Technical Field
Embodiments of the subject matter disclosed herein generally relate to methods and systems for acquiring blended seismic data and, more particularly, to mechanisms and techniques for generating seismic energy in a blended manner during an acquisition seismic survey.
Discussion of the Background
Seismic data acquisition and processing may be used to generate a profile (image) of geophysical structures under the ground (subsurface). While this profile does not provide an accurate location for oil and gas reservoirs, it suggests, to those trained in the field, the presence or absence of such reservoirs. Thus, providing a high-resolution image of the subsurface is important, for example, to those who need to determine where oil and gas reservoirs are located.
In traditional marine seismic acquisition, a vessel tows plural streamers having multiple seismic receivers configured to record seismic data. The vessel also tows a seismic source that imparts energy into the water. The seismic energy travels toward the subsurface and is partially reflected back to the sea surface. Seismic recorders record the reflected seismic waves.
When the source (either land source or marine source) is fired in standard data acquisition, the subsequent recording time is defined so that all useful reflected/diffracted energy is recorded before the next source is fired. This delay time imposes constraints on the acquisition rate and, hence, increases the cost of acquisition.
To reduce acquisition time, it is possible to simultaneously shoot sources. The term “simultaneously” should be loosely interpreted in this description, i.e., if first and second sources are considered, the second source may fire seconds after the first source was fired, and the shooting is still considered to be simultaneous as long as energy generated by the first source and energy generated by the second source and reflected by the subsurface are simultaneously recorded by the seismic receivers. In other words, the term “simultaneous” encompasses the case in which the second source fires during the listening time corresponding to the first source. From the seismic receivers' point of view, acquisition of simultaneous source data means that the signals from two or more sources interfere during at least part of a given listening time. By acquiring data in this way, with two or more vessels, time taken to shoot a dataset is reduced, along with acquisition costs. As an alternative to reducing acquisition time, a higher density dataset may be acquired in the same time. For such data to be useful, it is necessary to develop processing algorithms to handle source interference (cross-talk noise).
Source interference appears because subsurface reflections from an early source excitation may be comingled with those that have been sourced later, i.e., a “blended source” survey is acquired. Note that this is in contrast to conventional non-blending surveying techniques, wherein the returning subsurface reflections from one source are not allowed to overlap with the reflections of another source. Although the blended-source approach has the potential to reduce time in the field, thereby proportionally reducing survey cost, one problem is that it can be difficult to separate the individual shots thereafter, which is necessary in the processing stage. In other words, what is needed in interpreting seismic data is the depth of each reflector, and the depth of a reflector is determined by reference to its two-way seismic travel time as generated by a single source. Thus, in a multiple-source survey, the goal is to determine which of the observed subsurface reflections is associated with each source, i.e., to de-blend the data; otherwise, the two-wave travel time cannot be reliably determined.

* **DATA SUPPLIED**:
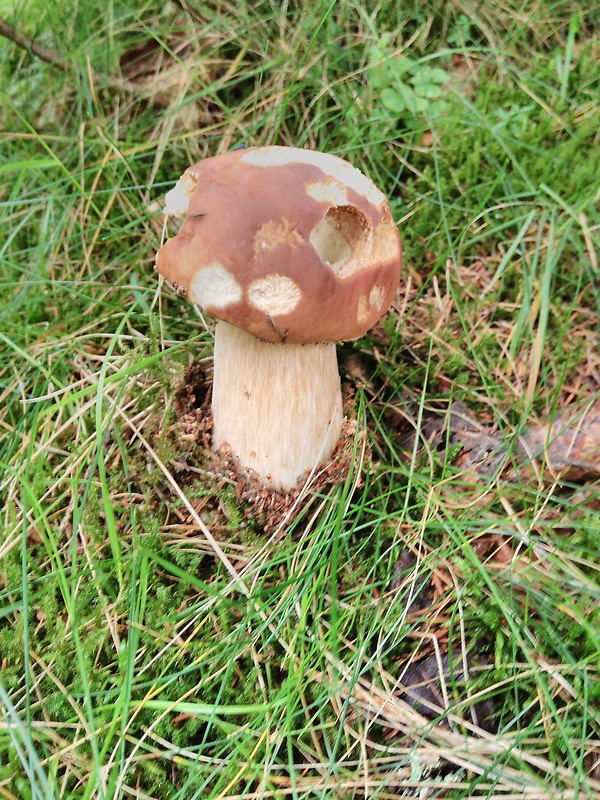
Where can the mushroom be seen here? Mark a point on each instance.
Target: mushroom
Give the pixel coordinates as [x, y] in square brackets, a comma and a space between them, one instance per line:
[291, 250]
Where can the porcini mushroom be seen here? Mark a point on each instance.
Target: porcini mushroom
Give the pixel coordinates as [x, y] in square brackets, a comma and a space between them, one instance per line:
[291, 250]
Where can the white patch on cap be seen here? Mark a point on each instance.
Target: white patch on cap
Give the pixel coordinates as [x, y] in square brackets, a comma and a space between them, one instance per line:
[215, 287]
[177, 200]
[364, 311]
[327, 191]
[332, 166]
[376, 296]
[274, 294]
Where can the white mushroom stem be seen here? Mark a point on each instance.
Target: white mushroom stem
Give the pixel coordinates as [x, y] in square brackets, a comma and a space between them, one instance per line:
[278, 406]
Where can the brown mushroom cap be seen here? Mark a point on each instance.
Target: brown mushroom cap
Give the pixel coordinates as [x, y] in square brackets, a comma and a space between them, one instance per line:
[291, 245]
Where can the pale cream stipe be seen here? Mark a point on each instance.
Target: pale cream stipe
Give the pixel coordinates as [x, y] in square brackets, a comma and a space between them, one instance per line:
[279, 407]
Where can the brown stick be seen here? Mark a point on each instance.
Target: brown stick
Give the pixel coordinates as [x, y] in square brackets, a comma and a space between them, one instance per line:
[38, 50]
[53, 57]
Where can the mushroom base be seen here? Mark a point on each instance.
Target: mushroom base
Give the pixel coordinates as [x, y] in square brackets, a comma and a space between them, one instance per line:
[277, 406]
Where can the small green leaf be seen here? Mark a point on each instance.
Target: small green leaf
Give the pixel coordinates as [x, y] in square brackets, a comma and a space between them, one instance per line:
[393, 101]
[438, 75]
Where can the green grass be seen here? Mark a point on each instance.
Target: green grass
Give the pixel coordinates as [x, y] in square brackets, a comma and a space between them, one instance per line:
[156, 640]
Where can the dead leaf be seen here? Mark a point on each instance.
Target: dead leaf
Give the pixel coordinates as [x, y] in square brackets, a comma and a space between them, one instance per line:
[569, 446]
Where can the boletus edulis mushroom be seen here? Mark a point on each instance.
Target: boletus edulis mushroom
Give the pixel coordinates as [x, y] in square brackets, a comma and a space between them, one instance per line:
[292, 251]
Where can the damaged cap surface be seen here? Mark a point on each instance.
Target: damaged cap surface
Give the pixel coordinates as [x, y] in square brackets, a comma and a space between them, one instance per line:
[290, 245]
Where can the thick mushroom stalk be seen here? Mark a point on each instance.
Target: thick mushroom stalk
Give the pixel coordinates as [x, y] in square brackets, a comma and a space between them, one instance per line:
[277, 406]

* **PARTS OF THE EXERCISE**:
1. For the seismic acquisition text, decide whether each statement agrees with it. Answer yes or no, and quote the deciding words of the text.
(a) The subsurface profile gives an accurate location for oil and gas reservoirs.
(b) In traditional marine acquisition, the vessel tows the seismic source.
(c) For shooting to count as simultaneous, the second source must fire at the same instant as the first.
2. Rewrite the seismic acquisition text from "Discussion of the" up to and including "reservoirs are located.", replacing "profile" with "cross-section" everywhere.
3. What other name does the seismic acquisition text give for source interference?

* **RESPONSES FOR EACH TASK**:
1.
(a) No: "this profile does not provide an accurate location for oil and gas reservoirs"
(b) Yes: "The vessel also tows a seismic source that imparts energy into the water."
(c) No: "the second source may fire seconds after the first source was fired"

2.
Discussion of the Background
Seismic data acquisition and processing may be used to generate a cross-section (image) of geophysical structures under the ground (subsurface). While this cross-section does not provide an accurate location for oil and gas reservoirs, it suggests, to those trained in the field, the presence or absence of such reservoirs. Thus, providing a high-resolution image of the subsurface is important, for example, to those who need to determine where oil and gas reservoirs are located.

3. Cross-talk noise.